__Exercise instructions__. Write out the following passage on nimby-pambyism in full, word for word.

__Passage__.
Ian Martin lands his first nimby-pamby gig
MONDAY Wow, I think my fixer Rock Steady Eddie has found the nichest of all niches. ‘Nimby-pambyism’.
‘Basically, your clients are the sort of people who don’t want something in their backyard AND they’re minted, so of course they’ll fork out for a masterplan showing that whatever it is would be much better off somewhere else, example, that brandy of yours…’ Here he snatches up my glass and drains it. ‘There. Nimby-Pambyism in action, bosh’.
I point out that my brandy hasn’t been relocated, it’s been obliterated. ‘Not if you get another round in, son. We can move to another table if you like…’
TUESDAY Bingo. Just landed my first nimby-pamby gig with a campaign group, the Thames Televisual Preservation Society.
They are strongly against a proposed Enchanted Forest Bridge across the river, even though it has been designed by ultra-hip edificeur Henry Giggleswick AND Joanna Lumley likes it. Opponents say it’s stupid to block views of London with a suspended forest, regardless of any carbon rebalancing, monkeys, or Gruffalo-themed retail opportunities.

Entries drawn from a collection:
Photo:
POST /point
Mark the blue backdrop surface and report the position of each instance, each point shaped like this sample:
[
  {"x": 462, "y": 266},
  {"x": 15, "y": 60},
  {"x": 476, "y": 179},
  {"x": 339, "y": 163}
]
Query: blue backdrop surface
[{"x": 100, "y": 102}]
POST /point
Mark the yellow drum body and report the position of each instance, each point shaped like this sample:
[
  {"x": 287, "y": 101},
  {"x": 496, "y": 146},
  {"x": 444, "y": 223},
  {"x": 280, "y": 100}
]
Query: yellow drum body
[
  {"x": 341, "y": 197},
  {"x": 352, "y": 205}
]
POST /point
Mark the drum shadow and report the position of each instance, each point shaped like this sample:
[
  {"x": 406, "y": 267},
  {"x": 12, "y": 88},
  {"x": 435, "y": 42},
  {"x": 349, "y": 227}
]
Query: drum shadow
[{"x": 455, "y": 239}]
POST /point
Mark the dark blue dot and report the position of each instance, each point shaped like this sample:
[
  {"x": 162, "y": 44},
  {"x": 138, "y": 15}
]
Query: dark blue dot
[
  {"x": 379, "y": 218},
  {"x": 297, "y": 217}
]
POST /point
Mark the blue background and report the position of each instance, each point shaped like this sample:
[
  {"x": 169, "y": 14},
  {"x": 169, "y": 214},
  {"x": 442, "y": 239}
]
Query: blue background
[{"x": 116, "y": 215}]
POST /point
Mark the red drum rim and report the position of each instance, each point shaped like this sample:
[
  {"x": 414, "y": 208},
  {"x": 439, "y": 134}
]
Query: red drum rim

__The response__.
Ian Martin lands his first nimby-pamby gig
MONDAY Wow, I think my fixer Rock Steady Eddie has found the nichest of all niches. ‘Nimby-pambyism’.
‘Basically, your clients are the sort of people who don’t want something in their backyard AND they’re minted, so of course they’ll fork out for a masterplan showing that whatever it is would be much better off somewhere else, example, that brandy of yours…’ Here he snatches up my glass and drains it. ‘There. Nimby-Pambyism in action, bosh’.
I point out that my brandy hasn’t been relocated, it’s been obliterated. ‘Not if you get another round in, son. We can move to another table if you like…’
TUESDAY Bingo. Just landed my first nimby-pamby gig with a campaign group, the Thames Televisual Preservation Society.
They are strongly against a proposed Enchanted Forest Bridge across the river, even though it has been designed by ultra-hip edificeur Henry Giggleswick AND Joanna Lumley likes it. Opponents say it’s stupid to block views of London with a suspended forest, regardless of any carbon rebalancing, monkeys, or Gruffalo-themed retail opportunities.